Information provided >>
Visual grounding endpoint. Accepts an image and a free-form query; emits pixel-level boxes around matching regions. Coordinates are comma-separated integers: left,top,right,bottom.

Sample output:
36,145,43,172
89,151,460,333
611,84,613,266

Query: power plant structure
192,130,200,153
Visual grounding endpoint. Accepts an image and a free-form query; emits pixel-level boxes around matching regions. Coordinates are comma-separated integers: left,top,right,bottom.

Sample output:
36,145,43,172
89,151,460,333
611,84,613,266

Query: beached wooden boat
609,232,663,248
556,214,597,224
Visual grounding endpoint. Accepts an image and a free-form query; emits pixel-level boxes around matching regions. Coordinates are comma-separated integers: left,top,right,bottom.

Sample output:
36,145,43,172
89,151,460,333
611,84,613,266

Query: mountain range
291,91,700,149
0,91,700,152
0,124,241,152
* * *
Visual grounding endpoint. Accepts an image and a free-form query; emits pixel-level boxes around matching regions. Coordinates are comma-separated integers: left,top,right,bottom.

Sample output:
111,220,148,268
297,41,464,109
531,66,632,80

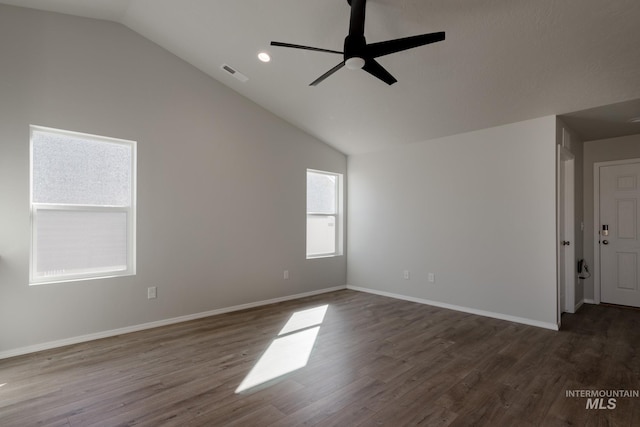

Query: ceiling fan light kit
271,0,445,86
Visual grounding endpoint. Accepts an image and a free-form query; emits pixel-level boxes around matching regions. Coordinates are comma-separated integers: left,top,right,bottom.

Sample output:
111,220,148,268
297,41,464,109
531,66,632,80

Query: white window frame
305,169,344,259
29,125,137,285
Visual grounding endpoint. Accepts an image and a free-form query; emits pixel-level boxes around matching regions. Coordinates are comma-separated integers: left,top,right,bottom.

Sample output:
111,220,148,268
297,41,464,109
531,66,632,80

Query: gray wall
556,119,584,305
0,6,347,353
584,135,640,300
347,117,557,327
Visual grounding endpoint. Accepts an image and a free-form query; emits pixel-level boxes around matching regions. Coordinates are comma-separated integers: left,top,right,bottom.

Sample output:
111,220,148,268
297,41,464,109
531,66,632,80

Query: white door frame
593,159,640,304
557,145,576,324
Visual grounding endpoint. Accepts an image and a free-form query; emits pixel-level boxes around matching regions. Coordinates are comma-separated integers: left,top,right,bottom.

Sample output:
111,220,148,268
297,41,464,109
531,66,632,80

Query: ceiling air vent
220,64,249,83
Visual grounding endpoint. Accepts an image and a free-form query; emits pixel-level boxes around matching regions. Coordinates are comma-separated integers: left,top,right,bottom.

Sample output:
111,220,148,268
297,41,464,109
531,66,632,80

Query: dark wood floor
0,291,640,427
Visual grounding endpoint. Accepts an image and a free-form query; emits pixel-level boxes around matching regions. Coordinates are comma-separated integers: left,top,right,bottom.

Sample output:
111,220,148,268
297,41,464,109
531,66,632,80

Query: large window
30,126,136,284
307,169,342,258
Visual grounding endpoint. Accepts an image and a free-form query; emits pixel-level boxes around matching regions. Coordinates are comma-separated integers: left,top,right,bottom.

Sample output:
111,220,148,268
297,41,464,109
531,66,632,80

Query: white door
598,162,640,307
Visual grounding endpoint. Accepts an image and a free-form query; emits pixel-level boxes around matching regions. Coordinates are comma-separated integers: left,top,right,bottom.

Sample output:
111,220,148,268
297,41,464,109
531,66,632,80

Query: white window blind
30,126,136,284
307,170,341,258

Written task >> Please copy out every line of the records above that contains the word "white".

Full response >>
Query: white window frame
Query: white door frame
Query: white door
Query: white window blind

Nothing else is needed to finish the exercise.